▶ Description of the task
The listing below should be printed exactly, every line of it. Skip the pictures.

▶ Records for processing
[Begin]
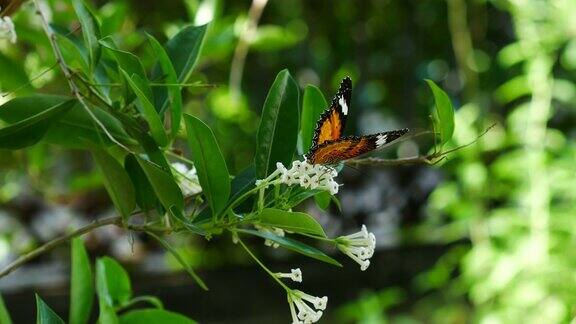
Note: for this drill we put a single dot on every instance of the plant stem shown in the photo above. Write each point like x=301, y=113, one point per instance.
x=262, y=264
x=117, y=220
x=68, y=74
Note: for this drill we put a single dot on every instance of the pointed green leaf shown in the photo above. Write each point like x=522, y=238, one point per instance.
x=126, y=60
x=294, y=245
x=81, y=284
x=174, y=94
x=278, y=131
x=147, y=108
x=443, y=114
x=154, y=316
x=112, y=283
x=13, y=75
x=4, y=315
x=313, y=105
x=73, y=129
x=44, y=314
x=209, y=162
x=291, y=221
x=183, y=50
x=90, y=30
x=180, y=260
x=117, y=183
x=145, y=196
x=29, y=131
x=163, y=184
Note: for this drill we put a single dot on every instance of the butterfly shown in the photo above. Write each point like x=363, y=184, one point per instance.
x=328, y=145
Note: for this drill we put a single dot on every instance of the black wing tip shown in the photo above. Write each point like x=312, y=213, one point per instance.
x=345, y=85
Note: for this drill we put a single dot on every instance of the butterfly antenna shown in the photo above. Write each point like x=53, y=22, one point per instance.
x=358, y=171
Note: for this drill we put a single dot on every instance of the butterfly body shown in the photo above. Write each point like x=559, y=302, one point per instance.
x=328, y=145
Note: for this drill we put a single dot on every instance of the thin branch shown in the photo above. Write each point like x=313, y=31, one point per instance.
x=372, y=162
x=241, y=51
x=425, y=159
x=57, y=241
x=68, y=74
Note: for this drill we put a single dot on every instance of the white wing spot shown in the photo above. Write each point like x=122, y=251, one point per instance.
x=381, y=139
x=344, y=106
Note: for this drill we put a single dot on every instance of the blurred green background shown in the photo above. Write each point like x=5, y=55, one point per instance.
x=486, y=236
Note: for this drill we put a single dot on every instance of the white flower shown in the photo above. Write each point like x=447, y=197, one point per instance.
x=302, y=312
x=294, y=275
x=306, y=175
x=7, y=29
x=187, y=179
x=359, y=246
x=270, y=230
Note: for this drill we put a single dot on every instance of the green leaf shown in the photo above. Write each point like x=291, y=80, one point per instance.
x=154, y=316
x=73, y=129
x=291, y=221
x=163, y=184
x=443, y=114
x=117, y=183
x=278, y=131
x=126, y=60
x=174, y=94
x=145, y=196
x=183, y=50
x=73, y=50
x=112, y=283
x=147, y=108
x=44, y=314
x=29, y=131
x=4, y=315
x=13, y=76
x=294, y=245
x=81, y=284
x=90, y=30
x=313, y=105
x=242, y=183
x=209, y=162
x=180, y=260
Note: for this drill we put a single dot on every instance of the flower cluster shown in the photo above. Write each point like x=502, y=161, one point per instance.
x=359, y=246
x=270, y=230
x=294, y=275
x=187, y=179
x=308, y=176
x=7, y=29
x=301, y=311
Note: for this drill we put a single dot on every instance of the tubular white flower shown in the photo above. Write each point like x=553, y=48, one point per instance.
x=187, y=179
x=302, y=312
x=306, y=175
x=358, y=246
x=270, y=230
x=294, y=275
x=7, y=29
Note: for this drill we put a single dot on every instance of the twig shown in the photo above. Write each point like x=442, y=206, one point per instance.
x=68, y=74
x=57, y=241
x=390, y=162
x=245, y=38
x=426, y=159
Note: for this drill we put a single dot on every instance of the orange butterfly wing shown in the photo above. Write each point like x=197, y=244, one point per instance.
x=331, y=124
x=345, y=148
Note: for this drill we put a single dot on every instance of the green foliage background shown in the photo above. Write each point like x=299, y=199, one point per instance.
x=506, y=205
[End]
▶ Solved problem
Note: for this drill we put a single dot on every instance of the plant stem shown in the photo above. Write each point like x=301, y=113, one point per instance.
x=262, y=264
x=117, y=220
x=68, y=74
Note: for this drill we put a single dot on every instance of the pointed green leaf shown in the photo above. Write each point like x=522, y=238, one point per instance.
x=126, y=60
x=294, y=245
x=81, y=284
x=174, y=94
x=278, y=131
x=147, y=108
x=443, y=114
x=154, y=316
x=112, y=283
x=13, y=75
x=4, y=315
x=313, y=105
x=73, y=129
x=44, y=314
x=209, y=162
x=291, y=221
x=183, y=50
x=90, y=30
x=180, y=260
x=117, y=183
x=145, y=196
x=29, y=131
x=163, y=184
Note: for this drill we put a single dot on every instance of the butterfly shown in the photo above. Write each point like x=363, y=184, one point per instance.
x=328, y=145
Note: for this drill we put a single dot on every instance of the black wing tip shown in the photo above. Write each point like x=312, y=213, one point per instance.
x=345, y=85
Note: for this drill we put a single dot on every instance of the butterfly antenna shown in the photo above. Write each point like x=53, y=22, one point per instance.
x=358, y=171
Note: for this drill we put a single dot on every instance of the butterfly body shown in the photo above. Write each point like x=559, y=302, one point per instance.
x=328, y=145
Note: for this drill we put a single dot on every instance of the thin branch shown in the photo above. Write each point like x=313, y=31, one point per instance.
x=372, y=162
x=241, y=51
x=425, y=159
x=57, y=241
x=68, y=74
Note: for this drill we put a single dot on every instance of the white wing spot shown in the photo above. Write each point like x=122, y=251, one point per instance.
x=381, y=139
x=344, y=106
Note: for this drill we put a single dot on every instance of the blurred green background shown in the photo above. Write each point like x=5, y=55, one point per instance.
x=486, y=236
Note: for this drill we put a single dot on every instance of the white flower shown in the photo above. Write each point like x=447, y=197, one point per instance.
x=302, y=312
x=294, y=275
x=306, y=175
x=7, y=29
x=187, y=179
x=359, y=246
x=270, y=230
Note: for this drill we put a single dot on every instance of the green leaf shown in the photo above. Write each point like x=291, y=80, one point per instance.
x=154, y=316
x=73, y=129
x=291, y=221
x=163, y=184
x=443, y=114
x=117, y=183
x=278, y=131
x=126, y=60
x=174, y=94
x=145, y=196
x=183, y=50
x=73, y=50
x=112, y=283
x=147, y=108
x=44, y=314
x=29, y=131
x=4, y=315
x=13, y=76
x=294, y=245
x=81, y=284
x=90, y=30
x=313, y=105
x=242, y=183
x=209, y=162
x=180, y=260
Note: for this drill we put a single dot on every instance of the flower cluster shown in the photo above. Write each point like x=502, y=161, one point per instance.
x=359, y=246
x=270, y=230
x=294, y=275
x=187, y=179
x=308, y=176
x=7, y=29
x=301, y=311
Note: for this drill we put a single dot on every instance of the tubular white flower shown in the photo above. Write each point like x=553, y=48, one point per instance.
x=187, y=179
x=302, y=312
x=306, y=175
x=358, y=246
x=270, y=230
x=294, y=275
x=7, y=29
Note: for this drill we put a single dot on every instance of the twig shown in the photo above. Write each point like x=442, y=206, one point per instance.
x=68, y=74
x=57, y=241
x=390, y=162
x=245, y=38
x=426, y=159
Note: for this drill we put a single dot on every instance of the orange butterfly wing shown in the photo above. Write each point like x=197, y=244, one point per instance.
x=331, y=124
x=345, y=148
Note: for this drill we put a single dot on every instance of the green foliage background shown in the photo above. Write each point like x=299, y=199, one point per instance.
x=506, y=205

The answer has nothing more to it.